課題の詳細 –
台湾でHIVに感染した臓器が移植された医療ミスを報じる下の記事を、最後の文の後から書き進めてもらえますか。

出典文書 –
----

ニュース 医薬 作成日:2011年8月29日_記事番号:T00032201
HIV(ヒト免疫不全ウイルス)に感染した臓器を患者5人に移植するという、台湾初の医療ミスが発生した。うち4人に臓器移植手術を行った台湾大学医学院附設医院(台大医院)で、電話での情報伝達の不手際に続き、本来2回行うべき確認作業も怠ったことが悲劇を招いた。台大医院は過失を認めており、感染予防のための緊急投薬を行ったが、専門家によるとこうしたケースではほぼ100%感染は免れないという。29日付蘋果日報などが報じた。
謝罪する台大医院。作業手順マニュアルの確認事項にチェック欄を設けていなかったことも明らかにした(27日=中央社)
台大医院は27日夜の記者会見で、臓器移植が決まった24日、病院管理システムには臓器提供者(ドナー)のHIV検査結果が「陽性」と入力されていたが、院内の検査担当者と移植コーディネーターの電話で「陽性」と「陰性」の言い間違いか聞き違いが生じた上、その後、移植コーディネーターや、執刀医など臓器移植チームが病院管理システムの画面で再確認をしないまま、手術が行われたと経緯を説明した。
このドナー(37歳、男性)は23日、転落事故で新竹市の南門総合医院に運ばれ、翌日に脳死宣告を受け、母親が臓器移植に同意した。台大医院は肺、肝臓、腎臓2個を患者4人に移植。また、心臓が台大医院より成功大学医学院附設医院(成大医院)に提供され、同医院で移植手術が行われた。台大医院が手術後にドナーのHIV感染の可能性を疑い検査を実施したところ、26日に感染が確認され、27日に臓器移植を受けた患者にドナーのHIV感染の事実が告げられた。臓器移植を受けた患者は50代の肺線維症の男性などで、プライバシーの観点から詳細は公表されていない。

----

学習資料 –
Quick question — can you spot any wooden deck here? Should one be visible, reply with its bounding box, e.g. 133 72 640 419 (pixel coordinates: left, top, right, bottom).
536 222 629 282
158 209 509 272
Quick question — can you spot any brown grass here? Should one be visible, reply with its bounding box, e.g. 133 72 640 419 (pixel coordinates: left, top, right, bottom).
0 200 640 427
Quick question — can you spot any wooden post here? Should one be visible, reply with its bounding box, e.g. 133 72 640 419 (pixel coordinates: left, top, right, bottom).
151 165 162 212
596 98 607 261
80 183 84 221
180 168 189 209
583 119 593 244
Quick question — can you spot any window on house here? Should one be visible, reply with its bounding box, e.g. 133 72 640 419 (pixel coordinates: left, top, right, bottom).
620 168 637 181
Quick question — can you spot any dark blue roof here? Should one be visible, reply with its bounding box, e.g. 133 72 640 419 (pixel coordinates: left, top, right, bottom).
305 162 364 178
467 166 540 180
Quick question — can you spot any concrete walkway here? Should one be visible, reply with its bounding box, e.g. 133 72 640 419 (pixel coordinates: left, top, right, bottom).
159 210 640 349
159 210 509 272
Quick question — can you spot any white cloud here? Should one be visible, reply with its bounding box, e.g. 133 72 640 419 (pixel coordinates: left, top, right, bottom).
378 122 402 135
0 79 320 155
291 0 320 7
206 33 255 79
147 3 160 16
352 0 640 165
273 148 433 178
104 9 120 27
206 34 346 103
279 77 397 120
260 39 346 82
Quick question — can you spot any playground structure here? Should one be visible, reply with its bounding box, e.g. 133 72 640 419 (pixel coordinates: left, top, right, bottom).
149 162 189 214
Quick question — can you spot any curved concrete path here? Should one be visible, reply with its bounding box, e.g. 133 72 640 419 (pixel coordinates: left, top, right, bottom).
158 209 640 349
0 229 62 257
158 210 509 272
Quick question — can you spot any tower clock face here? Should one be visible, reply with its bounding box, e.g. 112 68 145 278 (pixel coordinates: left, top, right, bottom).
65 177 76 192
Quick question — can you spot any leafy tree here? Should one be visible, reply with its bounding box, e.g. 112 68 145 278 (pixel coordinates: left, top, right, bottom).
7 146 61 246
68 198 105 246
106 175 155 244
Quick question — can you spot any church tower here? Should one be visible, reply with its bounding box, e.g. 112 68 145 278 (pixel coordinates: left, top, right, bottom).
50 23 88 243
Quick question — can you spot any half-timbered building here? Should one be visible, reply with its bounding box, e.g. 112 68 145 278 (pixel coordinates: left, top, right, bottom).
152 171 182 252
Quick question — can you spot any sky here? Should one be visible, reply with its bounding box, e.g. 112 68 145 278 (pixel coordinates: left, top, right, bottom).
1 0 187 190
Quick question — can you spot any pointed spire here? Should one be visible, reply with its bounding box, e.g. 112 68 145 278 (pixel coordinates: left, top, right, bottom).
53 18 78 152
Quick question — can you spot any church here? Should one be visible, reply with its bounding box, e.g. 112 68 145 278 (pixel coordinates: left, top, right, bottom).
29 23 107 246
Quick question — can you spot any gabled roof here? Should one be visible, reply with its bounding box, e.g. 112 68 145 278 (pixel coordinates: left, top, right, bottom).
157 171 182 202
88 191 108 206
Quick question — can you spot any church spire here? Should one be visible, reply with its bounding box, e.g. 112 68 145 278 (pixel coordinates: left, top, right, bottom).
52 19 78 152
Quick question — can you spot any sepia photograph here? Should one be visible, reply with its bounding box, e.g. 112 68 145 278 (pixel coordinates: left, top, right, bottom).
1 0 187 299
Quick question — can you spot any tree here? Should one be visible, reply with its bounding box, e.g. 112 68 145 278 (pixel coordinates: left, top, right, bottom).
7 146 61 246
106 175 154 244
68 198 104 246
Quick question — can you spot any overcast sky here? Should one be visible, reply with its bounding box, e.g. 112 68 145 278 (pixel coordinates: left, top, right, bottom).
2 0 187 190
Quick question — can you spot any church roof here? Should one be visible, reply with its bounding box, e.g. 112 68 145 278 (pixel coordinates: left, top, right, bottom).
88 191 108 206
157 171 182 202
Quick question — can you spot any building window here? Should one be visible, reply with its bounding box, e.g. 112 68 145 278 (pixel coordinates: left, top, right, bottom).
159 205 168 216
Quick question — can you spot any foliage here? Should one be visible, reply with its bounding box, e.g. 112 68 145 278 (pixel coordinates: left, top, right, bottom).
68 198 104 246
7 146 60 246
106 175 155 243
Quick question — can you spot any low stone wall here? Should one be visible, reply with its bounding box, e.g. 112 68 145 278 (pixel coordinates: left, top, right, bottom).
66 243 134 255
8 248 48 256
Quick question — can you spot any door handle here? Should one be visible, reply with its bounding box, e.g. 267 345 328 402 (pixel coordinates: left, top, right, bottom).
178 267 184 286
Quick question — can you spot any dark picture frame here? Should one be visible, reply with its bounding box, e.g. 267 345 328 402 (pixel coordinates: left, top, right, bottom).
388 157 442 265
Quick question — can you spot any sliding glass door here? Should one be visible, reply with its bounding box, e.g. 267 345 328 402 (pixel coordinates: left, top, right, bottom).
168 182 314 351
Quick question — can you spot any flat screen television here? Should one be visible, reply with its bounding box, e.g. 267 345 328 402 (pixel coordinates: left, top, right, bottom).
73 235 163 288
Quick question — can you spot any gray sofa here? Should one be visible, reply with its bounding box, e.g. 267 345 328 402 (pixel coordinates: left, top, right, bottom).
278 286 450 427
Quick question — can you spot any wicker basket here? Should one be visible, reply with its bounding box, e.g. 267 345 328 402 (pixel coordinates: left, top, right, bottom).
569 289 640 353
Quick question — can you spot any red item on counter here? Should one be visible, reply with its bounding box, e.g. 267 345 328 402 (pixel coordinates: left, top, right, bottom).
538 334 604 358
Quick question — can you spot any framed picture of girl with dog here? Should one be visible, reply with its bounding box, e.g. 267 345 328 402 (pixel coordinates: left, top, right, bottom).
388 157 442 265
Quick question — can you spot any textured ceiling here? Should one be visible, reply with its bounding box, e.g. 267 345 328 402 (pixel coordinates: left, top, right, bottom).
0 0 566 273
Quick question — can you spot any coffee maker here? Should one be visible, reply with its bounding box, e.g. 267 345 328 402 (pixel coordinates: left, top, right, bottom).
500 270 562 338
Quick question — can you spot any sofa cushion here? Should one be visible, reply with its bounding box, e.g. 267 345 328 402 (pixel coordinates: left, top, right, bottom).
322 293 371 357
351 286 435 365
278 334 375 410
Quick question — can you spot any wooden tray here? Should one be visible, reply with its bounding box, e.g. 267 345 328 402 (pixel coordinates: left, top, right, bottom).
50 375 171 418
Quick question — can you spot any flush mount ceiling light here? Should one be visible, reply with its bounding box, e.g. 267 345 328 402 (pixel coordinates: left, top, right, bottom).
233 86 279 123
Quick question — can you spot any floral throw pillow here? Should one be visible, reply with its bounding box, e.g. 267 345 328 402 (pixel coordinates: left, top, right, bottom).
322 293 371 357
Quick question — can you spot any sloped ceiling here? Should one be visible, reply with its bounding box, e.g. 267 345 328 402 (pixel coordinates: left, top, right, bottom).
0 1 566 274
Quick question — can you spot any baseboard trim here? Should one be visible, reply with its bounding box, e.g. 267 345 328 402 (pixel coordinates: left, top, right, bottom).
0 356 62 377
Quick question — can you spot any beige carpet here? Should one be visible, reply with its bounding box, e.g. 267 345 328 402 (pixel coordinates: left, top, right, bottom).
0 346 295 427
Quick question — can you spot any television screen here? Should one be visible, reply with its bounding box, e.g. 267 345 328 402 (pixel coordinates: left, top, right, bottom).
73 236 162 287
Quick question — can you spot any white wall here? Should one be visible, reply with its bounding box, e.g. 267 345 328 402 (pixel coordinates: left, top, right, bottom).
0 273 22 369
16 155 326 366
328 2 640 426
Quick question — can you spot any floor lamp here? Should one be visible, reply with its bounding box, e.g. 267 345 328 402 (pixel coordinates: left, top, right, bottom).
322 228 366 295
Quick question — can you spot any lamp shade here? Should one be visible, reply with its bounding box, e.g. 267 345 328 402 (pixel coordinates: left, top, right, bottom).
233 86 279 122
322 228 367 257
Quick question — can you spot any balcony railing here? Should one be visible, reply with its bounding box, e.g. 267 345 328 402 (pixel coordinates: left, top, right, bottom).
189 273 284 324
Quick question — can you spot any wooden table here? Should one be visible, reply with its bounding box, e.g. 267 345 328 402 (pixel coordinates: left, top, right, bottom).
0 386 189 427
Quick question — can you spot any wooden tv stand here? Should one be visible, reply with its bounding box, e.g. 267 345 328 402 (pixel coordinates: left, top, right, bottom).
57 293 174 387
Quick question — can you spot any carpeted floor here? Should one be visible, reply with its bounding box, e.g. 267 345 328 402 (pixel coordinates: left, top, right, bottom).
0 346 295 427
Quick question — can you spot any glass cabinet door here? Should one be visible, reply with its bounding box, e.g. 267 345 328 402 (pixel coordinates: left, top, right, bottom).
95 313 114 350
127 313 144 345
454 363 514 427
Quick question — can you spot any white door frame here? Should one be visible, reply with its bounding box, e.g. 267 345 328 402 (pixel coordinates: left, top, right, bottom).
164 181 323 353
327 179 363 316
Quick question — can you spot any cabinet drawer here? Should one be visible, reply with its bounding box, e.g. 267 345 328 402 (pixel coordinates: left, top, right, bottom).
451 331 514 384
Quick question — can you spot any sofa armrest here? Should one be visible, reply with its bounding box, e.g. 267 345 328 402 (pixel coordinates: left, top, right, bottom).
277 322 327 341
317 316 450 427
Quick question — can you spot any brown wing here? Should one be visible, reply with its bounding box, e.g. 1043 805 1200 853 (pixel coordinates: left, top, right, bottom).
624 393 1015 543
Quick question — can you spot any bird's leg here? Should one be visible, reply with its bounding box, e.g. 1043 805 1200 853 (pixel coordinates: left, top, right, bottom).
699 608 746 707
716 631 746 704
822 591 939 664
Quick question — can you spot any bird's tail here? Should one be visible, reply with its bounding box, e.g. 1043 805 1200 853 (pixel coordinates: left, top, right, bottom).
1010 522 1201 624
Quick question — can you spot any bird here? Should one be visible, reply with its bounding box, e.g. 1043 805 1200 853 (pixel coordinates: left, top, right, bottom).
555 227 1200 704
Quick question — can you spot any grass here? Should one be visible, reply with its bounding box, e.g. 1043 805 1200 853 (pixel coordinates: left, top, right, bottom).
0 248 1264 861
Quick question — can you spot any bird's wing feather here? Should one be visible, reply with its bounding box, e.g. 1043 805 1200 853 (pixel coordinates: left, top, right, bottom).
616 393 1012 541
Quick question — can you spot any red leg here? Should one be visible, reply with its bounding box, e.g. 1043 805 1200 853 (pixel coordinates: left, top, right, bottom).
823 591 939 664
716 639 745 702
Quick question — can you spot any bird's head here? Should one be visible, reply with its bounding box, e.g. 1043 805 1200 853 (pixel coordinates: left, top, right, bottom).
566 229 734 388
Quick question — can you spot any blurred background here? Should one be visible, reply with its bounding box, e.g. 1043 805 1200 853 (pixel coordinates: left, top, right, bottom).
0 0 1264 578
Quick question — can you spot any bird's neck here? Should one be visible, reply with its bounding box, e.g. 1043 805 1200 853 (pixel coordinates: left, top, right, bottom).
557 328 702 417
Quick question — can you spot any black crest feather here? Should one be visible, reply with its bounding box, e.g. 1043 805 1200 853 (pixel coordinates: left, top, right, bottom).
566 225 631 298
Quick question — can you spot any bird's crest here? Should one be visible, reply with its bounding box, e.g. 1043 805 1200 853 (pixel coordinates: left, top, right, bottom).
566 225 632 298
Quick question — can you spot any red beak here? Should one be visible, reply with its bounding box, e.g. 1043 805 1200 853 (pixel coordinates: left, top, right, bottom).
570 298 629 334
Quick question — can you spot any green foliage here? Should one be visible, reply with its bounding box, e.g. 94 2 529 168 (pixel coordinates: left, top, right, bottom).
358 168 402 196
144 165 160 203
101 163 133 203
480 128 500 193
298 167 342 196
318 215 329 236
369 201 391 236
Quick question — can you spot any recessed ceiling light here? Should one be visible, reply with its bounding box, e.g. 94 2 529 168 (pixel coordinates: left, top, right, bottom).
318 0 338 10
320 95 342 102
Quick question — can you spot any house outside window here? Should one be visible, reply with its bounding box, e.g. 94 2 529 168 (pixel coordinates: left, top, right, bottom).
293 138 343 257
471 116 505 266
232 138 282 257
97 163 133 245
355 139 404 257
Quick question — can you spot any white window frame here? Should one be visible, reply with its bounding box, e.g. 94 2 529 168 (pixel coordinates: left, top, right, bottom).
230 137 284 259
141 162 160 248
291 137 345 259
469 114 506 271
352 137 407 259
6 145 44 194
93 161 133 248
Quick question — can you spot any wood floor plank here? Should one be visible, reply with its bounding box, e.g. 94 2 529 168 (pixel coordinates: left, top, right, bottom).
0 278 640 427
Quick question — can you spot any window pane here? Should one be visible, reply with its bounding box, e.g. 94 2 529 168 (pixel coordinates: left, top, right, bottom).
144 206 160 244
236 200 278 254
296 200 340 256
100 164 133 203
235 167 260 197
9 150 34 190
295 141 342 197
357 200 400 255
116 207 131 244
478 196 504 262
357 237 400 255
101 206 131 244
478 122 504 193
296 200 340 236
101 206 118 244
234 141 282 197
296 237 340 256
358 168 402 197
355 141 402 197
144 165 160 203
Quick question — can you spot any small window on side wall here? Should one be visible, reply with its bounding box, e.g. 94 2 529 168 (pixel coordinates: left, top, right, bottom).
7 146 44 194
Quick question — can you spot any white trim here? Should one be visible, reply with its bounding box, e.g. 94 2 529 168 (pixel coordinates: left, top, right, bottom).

----

課題の結果 –
100%近い感染確率
ドナーの母親は、「息子は同性愛者だったがHIVに感染していたとは知らなかった。人助けになると思ったのに」と泣き崩れた。
国立陽明大学エイズ予防治療研究センターの陳宜民主任は、臓器移植は輸血を行うのと等しく、HIVに感染する確率はほぼ100%との見方を示した。ただ、HIVに感染しても積極的に治療を行えば平均20年以上生存可能だと指摘した。
臓器移植の停止処分も
衛生署医療事務処の石崇良処長は、台大医院のケースは業務上過失に当たるとの見方を示した。医療法で最高50万台湾元(約130万円)の罰金が科され、臓器移植の停止処分1カ月以上1年以下が下される可能性がある。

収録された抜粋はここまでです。